● **Aim**: Please locate every line in the entries below that contains the word "vertical", and copy each of those lines in full.

* START Records *

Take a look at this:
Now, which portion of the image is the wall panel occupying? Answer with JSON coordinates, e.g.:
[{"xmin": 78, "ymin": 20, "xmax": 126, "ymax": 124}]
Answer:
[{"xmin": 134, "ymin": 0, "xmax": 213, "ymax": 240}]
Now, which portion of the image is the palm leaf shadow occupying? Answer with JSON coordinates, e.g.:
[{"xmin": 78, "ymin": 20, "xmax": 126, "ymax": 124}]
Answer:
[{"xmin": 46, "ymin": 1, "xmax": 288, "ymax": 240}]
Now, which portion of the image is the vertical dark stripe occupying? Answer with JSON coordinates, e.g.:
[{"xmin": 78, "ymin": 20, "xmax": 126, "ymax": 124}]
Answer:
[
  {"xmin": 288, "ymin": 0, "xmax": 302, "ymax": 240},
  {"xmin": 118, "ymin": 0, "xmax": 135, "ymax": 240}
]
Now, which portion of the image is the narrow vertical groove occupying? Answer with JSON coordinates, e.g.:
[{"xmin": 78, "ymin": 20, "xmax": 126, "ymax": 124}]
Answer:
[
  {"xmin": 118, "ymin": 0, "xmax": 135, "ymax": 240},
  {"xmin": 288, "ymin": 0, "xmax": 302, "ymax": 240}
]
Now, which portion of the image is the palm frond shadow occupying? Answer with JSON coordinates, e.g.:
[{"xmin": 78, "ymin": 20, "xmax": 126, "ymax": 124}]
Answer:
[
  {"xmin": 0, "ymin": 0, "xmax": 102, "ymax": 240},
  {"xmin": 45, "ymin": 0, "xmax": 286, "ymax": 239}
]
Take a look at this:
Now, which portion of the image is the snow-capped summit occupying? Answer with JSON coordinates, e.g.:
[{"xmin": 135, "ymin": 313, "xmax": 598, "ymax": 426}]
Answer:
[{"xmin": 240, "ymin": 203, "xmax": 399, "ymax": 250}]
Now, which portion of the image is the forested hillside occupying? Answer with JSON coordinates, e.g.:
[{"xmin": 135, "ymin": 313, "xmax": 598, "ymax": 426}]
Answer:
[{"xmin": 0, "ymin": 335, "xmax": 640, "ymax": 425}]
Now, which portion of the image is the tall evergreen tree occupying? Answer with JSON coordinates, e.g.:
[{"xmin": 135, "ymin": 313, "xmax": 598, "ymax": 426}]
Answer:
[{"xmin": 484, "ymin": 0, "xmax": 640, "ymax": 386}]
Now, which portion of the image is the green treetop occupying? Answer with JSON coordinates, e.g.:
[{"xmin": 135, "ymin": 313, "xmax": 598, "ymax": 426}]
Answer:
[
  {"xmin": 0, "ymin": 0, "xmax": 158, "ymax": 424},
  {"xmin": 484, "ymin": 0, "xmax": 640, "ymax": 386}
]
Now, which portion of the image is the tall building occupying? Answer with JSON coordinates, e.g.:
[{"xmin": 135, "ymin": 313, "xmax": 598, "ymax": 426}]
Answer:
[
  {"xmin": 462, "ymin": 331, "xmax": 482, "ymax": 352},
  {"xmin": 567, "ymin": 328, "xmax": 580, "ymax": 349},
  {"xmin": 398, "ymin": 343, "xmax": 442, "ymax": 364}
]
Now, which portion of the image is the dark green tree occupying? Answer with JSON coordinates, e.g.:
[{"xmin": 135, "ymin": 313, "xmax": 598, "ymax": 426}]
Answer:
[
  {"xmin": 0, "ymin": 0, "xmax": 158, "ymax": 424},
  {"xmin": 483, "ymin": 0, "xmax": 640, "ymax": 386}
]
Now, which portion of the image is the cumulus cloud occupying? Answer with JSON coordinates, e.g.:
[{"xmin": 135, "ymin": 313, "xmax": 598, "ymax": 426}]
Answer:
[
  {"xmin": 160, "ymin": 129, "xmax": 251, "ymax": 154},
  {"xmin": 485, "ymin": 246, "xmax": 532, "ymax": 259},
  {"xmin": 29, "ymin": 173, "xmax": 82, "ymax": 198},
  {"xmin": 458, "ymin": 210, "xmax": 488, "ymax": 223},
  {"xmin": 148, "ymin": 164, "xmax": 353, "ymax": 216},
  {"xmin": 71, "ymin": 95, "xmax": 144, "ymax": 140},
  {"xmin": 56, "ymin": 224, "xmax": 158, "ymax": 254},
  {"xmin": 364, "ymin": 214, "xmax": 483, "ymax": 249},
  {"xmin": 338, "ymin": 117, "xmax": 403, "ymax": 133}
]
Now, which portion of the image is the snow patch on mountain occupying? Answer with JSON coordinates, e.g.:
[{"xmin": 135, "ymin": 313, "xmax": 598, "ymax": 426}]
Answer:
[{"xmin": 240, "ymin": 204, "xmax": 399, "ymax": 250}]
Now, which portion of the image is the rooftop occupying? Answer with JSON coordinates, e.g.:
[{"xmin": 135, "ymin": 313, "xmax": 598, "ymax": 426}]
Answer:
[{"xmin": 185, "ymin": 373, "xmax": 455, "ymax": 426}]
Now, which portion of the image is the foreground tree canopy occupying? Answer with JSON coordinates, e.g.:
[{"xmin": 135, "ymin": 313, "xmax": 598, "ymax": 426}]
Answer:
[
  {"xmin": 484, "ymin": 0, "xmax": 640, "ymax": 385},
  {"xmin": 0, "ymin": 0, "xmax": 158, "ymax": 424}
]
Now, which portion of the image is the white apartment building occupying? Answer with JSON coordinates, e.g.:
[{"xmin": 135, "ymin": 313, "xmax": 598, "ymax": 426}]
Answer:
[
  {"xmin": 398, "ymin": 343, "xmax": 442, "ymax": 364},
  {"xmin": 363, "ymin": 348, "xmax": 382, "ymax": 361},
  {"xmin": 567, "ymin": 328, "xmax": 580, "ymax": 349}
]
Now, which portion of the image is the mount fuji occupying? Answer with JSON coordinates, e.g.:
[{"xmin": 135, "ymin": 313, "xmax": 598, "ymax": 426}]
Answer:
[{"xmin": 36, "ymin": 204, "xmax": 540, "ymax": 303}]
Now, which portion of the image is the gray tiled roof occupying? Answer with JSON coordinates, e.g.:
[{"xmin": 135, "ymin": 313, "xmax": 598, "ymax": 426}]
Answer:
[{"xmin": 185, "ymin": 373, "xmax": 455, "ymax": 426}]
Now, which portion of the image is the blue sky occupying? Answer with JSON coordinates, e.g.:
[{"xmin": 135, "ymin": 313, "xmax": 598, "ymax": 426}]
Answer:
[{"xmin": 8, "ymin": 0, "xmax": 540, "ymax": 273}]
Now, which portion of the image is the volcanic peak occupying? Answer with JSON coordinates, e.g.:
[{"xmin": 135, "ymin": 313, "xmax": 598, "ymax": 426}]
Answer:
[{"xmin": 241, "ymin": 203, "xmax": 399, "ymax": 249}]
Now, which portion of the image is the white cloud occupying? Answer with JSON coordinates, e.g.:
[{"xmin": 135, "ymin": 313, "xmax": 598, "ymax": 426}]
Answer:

* END Records *
* START Records *

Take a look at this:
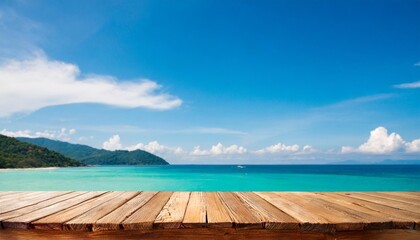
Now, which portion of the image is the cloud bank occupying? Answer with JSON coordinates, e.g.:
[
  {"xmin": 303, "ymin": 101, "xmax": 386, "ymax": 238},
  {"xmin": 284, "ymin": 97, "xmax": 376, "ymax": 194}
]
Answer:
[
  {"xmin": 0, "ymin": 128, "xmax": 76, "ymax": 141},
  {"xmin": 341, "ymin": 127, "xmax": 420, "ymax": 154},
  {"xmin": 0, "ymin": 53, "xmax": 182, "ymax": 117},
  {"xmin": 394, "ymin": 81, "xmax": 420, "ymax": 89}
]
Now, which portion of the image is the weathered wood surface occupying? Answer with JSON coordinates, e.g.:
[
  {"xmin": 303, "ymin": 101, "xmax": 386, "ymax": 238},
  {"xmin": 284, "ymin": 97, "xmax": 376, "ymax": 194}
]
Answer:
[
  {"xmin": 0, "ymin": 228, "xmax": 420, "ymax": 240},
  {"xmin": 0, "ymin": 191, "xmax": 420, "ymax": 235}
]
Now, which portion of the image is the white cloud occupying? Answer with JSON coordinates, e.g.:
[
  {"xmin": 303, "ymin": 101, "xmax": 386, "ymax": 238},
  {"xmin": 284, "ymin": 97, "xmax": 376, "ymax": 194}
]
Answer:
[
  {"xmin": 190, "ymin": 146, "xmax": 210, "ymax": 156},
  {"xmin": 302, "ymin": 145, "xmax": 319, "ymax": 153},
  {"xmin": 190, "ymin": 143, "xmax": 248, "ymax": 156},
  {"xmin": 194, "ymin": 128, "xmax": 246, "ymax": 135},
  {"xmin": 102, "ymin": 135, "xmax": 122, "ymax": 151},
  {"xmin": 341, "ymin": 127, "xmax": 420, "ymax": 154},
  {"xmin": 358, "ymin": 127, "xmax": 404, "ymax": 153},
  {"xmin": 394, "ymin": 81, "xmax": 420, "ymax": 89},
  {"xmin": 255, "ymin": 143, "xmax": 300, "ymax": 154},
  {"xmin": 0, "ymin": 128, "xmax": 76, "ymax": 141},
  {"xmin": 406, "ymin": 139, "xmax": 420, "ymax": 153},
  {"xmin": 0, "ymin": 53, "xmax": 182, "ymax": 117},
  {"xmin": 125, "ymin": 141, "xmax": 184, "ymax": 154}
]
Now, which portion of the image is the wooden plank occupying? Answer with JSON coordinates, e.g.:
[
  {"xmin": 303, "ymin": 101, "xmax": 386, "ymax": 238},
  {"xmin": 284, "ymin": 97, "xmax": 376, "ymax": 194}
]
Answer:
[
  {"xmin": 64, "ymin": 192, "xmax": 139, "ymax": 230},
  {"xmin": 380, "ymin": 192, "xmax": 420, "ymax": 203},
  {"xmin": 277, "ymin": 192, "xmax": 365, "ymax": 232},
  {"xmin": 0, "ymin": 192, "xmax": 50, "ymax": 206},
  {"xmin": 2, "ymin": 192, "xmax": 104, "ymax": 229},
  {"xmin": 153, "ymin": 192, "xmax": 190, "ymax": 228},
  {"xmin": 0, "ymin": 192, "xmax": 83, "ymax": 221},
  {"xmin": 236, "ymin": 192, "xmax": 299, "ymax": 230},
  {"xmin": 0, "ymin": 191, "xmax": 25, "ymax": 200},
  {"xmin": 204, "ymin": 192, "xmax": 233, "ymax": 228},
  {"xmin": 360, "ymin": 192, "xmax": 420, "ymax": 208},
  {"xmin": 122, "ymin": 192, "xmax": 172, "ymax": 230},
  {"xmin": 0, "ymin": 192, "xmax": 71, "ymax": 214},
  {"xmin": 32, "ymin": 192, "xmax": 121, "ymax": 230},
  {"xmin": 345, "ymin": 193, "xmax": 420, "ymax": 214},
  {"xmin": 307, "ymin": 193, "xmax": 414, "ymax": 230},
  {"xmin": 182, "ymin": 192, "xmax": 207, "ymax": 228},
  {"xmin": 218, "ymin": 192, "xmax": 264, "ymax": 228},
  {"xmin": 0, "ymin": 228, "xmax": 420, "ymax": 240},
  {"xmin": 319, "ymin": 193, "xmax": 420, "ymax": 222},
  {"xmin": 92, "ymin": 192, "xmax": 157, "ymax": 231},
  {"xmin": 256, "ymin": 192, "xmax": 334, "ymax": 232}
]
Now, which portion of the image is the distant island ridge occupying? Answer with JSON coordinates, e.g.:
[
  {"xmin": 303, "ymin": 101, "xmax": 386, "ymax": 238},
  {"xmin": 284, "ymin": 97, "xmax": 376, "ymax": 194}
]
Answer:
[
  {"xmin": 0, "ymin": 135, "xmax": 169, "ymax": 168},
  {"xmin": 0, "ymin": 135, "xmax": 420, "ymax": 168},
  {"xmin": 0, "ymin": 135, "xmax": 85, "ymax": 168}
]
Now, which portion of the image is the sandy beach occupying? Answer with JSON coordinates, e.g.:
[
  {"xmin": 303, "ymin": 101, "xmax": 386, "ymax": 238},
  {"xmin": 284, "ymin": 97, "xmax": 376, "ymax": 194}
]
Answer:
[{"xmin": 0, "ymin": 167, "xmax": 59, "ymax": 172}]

* END Records *

● **In response**:
Now, which portion of the image is the vertical dark stripe occupying? Answer with JSON coordinates, e.g.:
Now, which portion of the image is the narrow vertical groove occupying? Answer with JSON coordinates, e.g.:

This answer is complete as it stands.